BEGIN

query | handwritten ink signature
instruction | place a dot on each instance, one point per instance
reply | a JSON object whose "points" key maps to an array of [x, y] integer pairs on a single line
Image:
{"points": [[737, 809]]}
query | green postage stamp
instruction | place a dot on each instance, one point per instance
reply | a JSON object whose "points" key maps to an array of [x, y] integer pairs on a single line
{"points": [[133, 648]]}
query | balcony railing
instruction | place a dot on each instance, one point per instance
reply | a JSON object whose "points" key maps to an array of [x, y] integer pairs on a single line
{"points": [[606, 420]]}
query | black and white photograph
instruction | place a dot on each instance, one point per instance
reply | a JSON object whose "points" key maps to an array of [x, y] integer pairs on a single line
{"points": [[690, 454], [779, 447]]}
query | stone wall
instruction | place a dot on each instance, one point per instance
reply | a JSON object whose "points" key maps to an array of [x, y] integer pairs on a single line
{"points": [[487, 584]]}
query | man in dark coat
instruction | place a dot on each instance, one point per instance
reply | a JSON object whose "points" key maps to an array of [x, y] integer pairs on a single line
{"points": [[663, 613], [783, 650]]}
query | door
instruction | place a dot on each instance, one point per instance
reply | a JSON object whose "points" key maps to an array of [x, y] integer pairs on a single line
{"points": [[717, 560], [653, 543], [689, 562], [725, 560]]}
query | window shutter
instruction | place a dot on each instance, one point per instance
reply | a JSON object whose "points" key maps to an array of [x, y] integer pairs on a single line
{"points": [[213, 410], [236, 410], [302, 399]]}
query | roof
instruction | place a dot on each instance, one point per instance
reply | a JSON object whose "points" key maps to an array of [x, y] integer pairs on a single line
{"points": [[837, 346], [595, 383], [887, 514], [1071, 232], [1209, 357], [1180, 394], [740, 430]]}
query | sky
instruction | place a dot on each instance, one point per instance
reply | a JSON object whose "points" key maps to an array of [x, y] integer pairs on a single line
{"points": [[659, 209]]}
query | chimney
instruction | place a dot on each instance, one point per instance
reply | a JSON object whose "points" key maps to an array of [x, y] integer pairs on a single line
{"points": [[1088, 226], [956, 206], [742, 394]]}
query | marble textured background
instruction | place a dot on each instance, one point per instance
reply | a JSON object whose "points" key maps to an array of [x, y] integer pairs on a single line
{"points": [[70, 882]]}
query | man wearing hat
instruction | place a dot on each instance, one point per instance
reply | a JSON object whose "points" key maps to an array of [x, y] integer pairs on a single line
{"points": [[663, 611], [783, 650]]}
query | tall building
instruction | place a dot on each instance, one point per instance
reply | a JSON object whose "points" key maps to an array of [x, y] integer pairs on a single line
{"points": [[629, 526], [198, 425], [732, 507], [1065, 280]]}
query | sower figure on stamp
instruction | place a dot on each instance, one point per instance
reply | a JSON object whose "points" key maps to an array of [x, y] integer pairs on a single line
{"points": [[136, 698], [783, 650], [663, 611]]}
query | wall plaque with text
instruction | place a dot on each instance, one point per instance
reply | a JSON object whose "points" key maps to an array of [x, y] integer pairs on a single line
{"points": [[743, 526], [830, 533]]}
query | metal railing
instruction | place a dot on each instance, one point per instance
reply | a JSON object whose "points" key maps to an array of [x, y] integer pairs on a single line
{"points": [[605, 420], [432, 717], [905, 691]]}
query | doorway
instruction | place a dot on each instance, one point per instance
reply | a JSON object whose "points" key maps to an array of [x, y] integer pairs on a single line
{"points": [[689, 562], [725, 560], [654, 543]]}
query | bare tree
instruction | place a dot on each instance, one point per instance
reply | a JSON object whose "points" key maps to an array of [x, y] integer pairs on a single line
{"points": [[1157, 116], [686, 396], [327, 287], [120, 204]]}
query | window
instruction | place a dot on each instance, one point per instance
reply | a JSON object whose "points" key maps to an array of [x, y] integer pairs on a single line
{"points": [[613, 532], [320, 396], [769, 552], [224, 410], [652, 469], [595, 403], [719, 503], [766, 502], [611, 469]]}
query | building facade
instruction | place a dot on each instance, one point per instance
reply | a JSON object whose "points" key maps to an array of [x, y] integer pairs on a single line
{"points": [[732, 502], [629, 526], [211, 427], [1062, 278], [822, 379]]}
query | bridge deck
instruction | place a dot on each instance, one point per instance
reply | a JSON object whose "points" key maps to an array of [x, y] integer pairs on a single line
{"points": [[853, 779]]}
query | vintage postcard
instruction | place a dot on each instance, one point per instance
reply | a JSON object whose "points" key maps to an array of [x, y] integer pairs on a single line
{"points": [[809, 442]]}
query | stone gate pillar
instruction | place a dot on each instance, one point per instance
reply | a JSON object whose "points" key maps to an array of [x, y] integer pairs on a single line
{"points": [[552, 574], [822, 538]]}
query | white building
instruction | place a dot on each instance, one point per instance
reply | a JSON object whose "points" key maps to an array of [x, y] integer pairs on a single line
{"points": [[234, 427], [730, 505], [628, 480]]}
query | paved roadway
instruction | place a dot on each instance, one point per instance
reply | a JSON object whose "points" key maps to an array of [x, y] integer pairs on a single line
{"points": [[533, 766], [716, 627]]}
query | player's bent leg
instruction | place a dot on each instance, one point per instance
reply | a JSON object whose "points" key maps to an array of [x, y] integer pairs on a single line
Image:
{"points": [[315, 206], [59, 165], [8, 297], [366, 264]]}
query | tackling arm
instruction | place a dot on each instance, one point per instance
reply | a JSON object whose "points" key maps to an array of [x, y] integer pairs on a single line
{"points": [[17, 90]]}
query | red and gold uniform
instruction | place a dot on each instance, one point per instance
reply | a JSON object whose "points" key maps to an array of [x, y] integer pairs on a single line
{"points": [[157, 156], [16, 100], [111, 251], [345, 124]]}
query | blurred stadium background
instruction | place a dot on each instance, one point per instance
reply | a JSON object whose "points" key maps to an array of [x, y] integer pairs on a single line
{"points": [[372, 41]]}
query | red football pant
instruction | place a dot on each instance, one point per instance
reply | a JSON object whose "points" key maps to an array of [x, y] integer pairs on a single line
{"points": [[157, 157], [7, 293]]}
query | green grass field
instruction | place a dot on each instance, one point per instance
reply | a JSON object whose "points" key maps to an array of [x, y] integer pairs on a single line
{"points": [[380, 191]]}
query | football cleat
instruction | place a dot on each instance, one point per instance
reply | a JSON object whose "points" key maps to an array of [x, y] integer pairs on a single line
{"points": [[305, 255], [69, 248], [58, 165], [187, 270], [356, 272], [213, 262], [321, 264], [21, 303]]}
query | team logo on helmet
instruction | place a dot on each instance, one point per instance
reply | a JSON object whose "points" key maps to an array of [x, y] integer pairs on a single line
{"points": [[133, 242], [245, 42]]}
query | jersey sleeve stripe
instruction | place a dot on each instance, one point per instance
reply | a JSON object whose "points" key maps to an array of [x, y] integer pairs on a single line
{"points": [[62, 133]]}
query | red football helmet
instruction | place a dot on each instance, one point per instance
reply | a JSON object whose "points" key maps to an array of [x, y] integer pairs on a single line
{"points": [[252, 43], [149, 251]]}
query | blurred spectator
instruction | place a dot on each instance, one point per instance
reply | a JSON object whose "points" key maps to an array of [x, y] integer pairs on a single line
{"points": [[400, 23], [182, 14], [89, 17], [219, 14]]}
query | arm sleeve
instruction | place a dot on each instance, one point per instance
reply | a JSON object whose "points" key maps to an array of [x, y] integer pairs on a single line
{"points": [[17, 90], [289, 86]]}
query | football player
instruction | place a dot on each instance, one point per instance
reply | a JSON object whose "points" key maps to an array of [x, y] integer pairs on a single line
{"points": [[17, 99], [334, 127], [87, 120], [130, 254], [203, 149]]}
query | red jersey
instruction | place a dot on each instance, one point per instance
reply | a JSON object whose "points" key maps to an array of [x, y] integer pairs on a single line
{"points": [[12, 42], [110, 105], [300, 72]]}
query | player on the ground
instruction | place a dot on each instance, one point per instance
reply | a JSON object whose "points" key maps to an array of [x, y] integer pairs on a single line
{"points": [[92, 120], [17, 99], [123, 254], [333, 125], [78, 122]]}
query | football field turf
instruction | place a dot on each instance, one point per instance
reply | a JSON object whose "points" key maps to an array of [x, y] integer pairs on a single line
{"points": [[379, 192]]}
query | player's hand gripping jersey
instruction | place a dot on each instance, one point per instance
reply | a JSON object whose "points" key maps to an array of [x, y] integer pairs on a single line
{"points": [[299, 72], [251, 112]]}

END

What needs to be done: What you return must be an exact retyping of the lines above starting at the line with "query | paved roadway" and ending at the line with "query | red and gold uniform", and nothing besides.

Exercise response:
query | paved roadway
instruction | place a dot on each instance, one point per instance
reply | a JSON object whose "points" key maps to an array of [x, y] integer pairs on a single line
{"points": [[533, 766], [716, 627]]}
query | player's bent leg
instruction | place a dot on each instance, one point per instance
reply | a JSON object whose "points" key maps to an array of [x, y] integer pairs on a single line
Image:
{"points": [[315, 206], [59, 165], [8, 297], [366, 264]]}
query | tackling arm
instruction | place a dot on each instance, one point per instance
reply | a JSON object whose "points" key maps to an array of [x, y] integer pairs on a single line
{"points": [[17, 90]]}
query | red and gold uniform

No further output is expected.